== Material to process

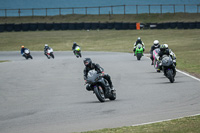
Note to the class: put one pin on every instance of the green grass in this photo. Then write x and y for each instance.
(183, 125)
(185, 43)
(143, 18)
(3, 61)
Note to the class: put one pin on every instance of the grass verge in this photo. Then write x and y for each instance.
(142, 18)
(185, 43)
(3, 61)
(183, 125)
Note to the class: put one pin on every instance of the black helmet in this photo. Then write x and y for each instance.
(87, 62)
(156, 43)
(163, 47)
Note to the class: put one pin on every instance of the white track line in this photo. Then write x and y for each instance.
(188, 74)
(147, 56)
(173, 118)
(163, 120)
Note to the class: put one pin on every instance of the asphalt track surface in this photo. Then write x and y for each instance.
(48, 95)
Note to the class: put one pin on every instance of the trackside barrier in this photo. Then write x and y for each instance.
(137, 26)
(97, 25)
(2, 27)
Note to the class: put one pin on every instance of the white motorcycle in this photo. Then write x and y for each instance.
(27, 54)
(49, 53)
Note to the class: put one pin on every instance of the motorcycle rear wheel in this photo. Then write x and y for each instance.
(113, 97)
(99, 93)
(170, 75)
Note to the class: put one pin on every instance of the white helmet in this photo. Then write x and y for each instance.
(166, 46)
(156, 43)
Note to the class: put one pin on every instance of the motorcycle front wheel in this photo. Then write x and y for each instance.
(52, 55)
(113, 97)
(99, 93)
(170, 75)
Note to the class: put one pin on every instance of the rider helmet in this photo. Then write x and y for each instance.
(139, 39)
(156, 43)
(166, 46)
(163, 47)
(87, 62)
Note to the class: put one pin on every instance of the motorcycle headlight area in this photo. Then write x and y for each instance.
(97, 79)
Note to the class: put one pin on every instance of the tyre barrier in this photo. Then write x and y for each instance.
(96, 25)
(192, 25)
(48, 26)
(79, 26)
(153, 25)
(9, 27)
(17, 27)
(198, 25)
(180, 25)
(2, 27)
(118, 26)
(64, 26)
(173, 25)
(87, 26)
(102, 26)
(25, 27)
(56, 26)
(132, 26)
(110, 26)
(41, 26)
(72, 26)
(33, 27)
(125, 26)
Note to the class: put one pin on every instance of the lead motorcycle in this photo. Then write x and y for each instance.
(168, 67)
(77, 51)
(155, 61)
(27, 54)
(139, 51)
(49, 53)
(100, 86)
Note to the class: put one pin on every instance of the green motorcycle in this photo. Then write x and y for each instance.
(139, 51)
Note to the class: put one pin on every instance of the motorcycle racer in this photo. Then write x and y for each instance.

====

● Prompt: Only the text of the listing should be returned, exactly and in full; no image goes into the copy.

● Your response:
Note to the class: put one pin on every instance of the green grass in this photo. Then write x and y for each instance.
(183, 125)
(185, 43)
(143, 18)
(3, 61)
Note to the class: put one pin on every instance of the grass verge in this photo. Then write x and y for each instance.
(142, 18)
(185, 43)
(3, 61)
(183, 125)
Note to the class: put one pin on every instance of the black helmet in this photo. Then write x and y for each instance.
(87, 62)
(156, 43)
(163, 47)
Note to the class: put one pin on every instance of the white track line in this photo. Then write x and y for each instance.
(188, 74)
(147, 56)
(173, 118)
(163, 120)
Note to the class: put one pin on every instance of the asphalt track surface in this photo. Then write x and y for each instance.
(48, 95)
Note to the class: put one pin on every instance of the trackside barrier in this photo. Then write x and y for each instance.
(137, 26)
(97, 25)
(2, 27)
Note to the class: put one pin on every instance of the white motorcycle in this photo. Then write x and y for each instance.
(27, 54)
(49, 53)
Note to the class: put one pin on every instance of the motorcycle rear wheel in this photo. Then write x and y for each instance.
(113, 97)
(99, 93)
(170, 75)
Note to the class: put one pin on every instance of the white helmet in this photo. Then write x and y for each instance.
(166, 46)
(156, 43)
Note to the class: put one pin on every instance of the motorcycle front wheel in this photo. Then write x and y for each instance.
(52, 55)
(113, 97)
(99, 93)
(170, 75)
Note to the class: put one pin on every instance of the rider helmet in this photo. Then write x and y for each instance.
(139, 39)
(156, 43)
(166, 46)
(163, 47)
(87, 62)
Note to the class: put one pin on every instance of the motorcycle headlight area in this photo. Then write x and y for each instance.
(97, 79)
Note to the class: put one pin on every instance of the tyre barrier in this photo. Then write x and y for each instance.
(96, 25)
(192, 25)
(48, 26)
(79, 26)
(153, 25)
(9, 27)
(17, 27)
(198, 25)
(180, 25)
(2, 27)
(118, 26)
(64, 26)
(173, 25)
(87, 26)
(102, 26)
(25, 27)
(56, 26)
(132, 26)
(110, 26)
(41, 26)
(72, 26)
(33, 27)
(125, 26)
Note to the class: put one pin on every instance of the lead motorcycle in this photo. Then write x and y for each instance.
(168, 67)
(77, 51)
(155, 61)
(27, 54)
(139, 51)
(49, 53)
(100, 86)
Note to the class: put one pin on every instance of the green motorcycle in this photo. Then write x and y for each instance.
(139, 51)
Note to the class: put one pin on every instance of the motorcycle racer in this photo. Then write x and y for each instance.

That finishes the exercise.